TASK TO COMPLETE — Please continue the heart failure risk article from where it stops, before the data that follows it.

TEXT EXCERPT —
= = =
Heart failure affects about 5.7 million Americans. Heart failure is a chronic, progressive condition in which the heart muscle is unable to pump enough blood through the heart to meet the body's needs for blood and oxygen. Basically, the heart can't keep up with its workload.

At age 40, a person’s lifetime risk of developing heart failure is already one in five. In a new study, people who had one of a certain group of healthy lifestyle behaviors decreased their heart failure risk, and each additional healthy behavior further decreased their risk.

What are these healthy lifestyle choices? If you don’t smoke, aren’t overweight, get regular physical activity and eat vegetables, you can significantly reduce your risk for heart failure, according to research reported in Circulation: Heart Failure, an American Heart Association journal.

“Any steps you take to stay healthy can reduce your risk of heart failure,” said Gang Hu, MD, PhD, lead author of the study and director of the Chronic Disease Epidemiology Laboratory at the Pennington Biomedical Research Center in Baton Rouge, LA. “Hypothetically, about half of new heart failure cases occurring in this population could have been prevented if everyone engaged in at least three healthy lifestyle behaviors.”

Previous research showed an association between healthy lifestyle behaviors and lower risk of heart failure in men. The new study is the first to find a similar connection in women.

Researchers followed 18,346 men and 19,729 women from Finland, ages 25 to 74 years old. During a median follow-up of 14.1 years, 638 men and 445 women developed heart failure. Participants were classified by their BMI: normal weight (less than 25); overweight (25-29.9) and obese (greater than 30).

After adjusting for heart failure risk factors, such as high blood pressure, diabetes and a past heart attack, researchers found:

  • Male smokers had an 86 percent higher risk for heart failure compared to never-smokers. Women smokers’ risk increased to 109 percent.
  • Being overweight increased heart failure risk by 15 percent in men and 21 percent in women compared to normal-weight people. The risk increased to 75 percent for obese men and 106 percent for obese women.
= = =
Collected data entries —
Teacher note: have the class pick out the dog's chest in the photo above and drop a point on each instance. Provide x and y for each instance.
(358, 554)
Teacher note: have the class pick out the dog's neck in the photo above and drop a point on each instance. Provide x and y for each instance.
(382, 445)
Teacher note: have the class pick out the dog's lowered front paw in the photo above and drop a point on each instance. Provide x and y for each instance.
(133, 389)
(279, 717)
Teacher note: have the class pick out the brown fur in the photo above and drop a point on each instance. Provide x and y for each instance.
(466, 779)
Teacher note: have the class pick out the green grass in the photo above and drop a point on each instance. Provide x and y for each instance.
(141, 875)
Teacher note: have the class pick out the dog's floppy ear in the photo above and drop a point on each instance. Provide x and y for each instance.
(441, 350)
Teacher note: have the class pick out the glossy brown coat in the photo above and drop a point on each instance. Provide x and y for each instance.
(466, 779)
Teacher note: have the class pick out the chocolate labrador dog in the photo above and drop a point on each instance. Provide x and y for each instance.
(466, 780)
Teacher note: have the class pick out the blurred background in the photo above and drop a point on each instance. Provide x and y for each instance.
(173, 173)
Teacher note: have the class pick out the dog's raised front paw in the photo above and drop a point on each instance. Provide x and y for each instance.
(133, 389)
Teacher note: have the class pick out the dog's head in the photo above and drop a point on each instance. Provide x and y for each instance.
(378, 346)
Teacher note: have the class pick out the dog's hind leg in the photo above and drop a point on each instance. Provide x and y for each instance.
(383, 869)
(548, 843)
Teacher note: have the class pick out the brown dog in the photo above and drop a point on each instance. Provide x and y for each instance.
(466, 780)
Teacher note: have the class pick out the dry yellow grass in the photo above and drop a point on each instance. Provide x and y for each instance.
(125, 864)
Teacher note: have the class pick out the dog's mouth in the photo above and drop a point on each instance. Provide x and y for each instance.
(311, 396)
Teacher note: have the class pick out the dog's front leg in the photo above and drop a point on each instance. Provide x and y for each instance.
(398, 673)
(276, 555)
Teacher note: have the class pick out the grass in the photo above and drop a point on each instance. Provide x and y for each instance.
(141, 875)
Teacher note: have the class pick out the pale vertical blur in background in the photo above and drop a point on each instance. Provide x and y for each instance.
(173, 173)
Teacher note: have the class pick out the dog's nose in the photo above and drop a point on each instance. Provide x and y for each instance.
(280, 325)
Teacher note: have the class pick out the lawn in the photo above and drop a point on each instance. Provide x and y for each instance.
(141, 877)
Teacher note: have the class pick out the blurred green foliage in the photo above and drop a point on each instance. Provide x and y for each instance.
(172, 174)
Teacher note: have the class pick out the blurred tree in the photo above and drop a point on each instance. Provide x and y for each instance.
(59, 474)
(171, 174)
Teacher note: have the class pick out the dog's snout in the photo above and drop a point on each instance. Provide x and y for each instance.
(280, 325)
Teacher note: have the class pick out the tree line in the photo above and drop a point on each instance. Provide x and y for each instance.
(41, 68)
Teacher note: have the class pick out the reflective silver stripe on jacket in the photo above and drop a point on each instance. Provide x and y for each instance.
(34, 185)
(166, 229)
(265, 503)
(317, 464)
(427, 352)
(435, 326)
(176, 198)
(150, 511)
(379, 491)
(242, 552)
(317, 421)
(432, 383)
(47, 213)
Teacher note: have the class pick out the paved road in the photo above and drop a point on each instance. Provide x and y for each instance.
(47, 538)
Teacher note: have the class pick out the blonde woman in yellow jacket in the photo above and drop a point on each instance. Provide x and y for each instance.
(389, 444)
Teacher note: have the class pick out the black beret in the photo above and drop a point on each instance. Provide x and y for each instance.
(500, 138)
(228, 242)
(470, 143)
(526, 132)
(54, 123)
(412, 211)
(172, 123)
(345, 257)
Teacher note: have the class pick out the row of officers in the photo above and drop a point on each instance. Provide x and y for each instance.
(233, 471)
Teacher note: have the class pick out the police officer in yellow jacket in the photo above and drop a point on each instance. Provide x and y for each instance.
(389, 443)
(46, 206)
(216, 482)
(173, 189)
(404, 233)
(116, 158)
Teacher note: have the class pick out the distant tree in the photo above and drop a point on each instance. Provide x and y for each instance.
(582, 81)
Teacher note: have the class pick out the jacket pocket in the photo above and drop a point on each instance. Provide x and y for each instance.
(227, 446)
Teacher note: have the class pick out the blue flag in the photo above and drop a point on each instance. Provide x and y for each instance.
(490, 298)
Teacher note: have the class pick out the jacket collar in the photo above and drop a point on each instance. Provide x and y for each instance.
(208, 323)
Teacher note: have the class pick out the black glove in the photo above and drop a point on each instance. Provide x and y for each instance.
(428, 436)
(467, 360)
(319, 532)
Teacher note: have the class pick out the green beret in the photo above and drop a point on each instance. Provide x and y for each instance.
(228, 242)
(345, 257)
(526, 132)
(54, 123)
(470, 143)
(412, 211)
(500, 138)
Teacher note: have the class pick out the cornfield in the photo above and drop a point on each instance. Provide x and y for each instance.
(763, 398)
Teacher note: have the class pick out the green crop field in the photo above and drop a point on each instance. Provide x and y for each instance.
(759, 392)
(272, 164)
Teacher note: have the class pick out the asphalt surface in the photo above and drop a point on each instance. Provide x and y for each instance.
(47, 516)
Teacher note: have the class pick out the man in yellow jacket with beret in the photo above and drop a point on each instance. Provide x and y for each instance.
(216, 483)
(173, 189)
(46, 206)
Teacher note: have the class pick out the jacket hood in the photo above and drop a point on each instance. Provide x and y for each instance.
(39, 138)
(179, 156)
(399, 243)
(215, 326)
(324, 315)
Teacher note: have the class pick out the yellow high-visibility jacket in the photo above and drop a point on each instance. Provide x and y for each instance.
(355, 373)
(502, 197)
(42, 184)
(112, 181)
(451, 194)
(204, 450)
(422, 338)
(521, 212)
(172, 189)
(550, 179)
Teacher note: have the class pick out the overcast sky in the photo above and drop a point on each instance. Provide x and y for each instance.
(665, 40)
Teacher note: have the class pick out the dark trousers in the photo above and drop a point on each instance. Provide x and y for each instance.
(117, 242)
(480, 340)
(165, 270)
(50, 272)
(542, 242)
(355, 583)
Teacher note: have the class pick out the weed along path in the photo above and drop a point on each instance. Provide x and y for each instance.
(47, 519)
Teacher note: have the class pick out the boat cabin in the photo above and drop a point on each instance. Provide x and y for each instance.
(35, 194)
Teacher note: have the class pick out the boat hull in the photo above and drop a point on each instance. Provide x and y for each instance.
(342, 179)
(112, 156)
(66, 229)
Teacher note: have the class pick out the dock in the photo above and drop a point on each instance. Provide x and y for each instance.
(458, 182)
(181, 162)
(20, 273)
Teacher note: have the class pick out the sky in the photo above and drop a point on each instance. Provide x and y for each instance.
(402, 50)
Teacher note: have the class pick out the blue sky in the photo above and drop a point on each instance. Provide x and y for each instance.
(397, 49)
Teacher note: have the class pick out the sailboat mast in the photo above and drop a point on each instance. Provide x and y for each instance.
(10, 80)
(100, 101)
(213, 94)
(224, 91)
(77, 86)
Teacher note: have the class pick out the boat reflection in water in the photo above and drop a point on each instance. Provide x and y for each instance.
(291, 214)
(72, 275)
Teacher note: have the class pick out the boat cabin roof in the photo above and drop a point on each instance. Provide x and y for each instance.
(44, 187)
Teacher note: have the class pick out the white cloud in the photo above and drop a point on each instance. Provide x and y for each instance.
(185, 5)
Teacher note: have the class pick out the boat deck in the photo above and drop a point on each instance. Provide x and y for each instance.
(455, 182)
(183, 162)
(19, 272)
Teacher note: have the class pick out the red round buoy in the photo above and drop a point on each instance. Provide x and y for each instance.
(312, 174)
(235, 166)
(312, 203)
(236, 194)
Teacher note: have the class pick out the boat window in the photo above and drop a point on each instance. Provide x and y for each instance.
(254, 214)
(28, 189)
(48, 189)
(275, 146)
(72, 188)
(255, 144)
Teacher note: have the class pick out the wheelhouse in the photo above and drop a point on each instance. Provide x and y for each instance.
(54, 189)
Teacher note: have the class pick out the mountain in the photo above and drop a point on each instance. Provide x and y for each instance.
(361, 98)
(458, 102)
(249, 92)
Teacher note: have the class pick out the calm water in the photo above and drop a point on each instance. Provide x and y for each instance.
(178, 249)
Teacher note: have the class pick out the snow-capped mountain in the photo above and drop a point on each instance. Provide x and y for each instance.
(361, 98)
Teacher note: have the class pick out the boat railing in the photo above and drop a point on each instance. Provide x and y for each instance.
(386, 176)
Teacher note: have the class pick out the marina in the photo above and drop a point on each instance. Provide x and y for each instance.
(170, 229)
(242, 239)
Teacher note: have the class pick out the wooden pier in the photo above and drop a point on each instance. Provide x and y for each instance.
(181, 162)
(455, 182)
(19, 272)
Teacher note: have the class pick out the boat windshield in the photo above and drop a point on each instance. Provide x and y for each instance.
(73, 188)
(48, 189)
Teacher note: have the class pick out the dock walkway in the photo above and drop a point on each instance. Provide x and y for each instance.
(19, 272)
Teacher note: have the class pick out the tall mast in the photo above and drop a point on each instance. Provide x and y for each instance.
= = =
RESPONSE TO THIS TASK —
  • Moderate physical activity reduced the risk of heart failure by 21 percent in men and 13 percent in women compared to a light physical activity level. High levels of physical activity lowered the risk even further: 33 percent in men and 36 percent in women.
  • Eating vegetables three to six times per week decreased heart failure risk by 26 percent in men and 27 percent in women compared to those who ate vegetables less than once per week.

Furthermore, the more healthy lifestyle behaviors a person engaged in, the greater the decline in risk. Engaging in all four healthy lifestyle behaviors decreased the risk for heart failure by 70 percent in men and 81 percent in women, compared to 32 percent in men and 47 percent in women who engaged in only one healthy behavior.

Unfortunately, many people remain unaware of the link between unhealthy lifestyle behaviors and heart failure risk, researchers said. “Healthcare workers should discuss healthy lifestyle habits with their patients and stress that they can do more,” says Dr. Hu.

But don’t wait for your doctor to bring up the topic of healthy lifestyles: Be proactive. If you still smoke, ask about quitting smoking programs and possibly medications to finally kick the habit. Get advice on starting a weight-loss diet supplemented by exercise, even walking in your neighborhood. And make the commitment to eating a variety of vegetables every week—to get the most nutrients, choose a rainbow of colors.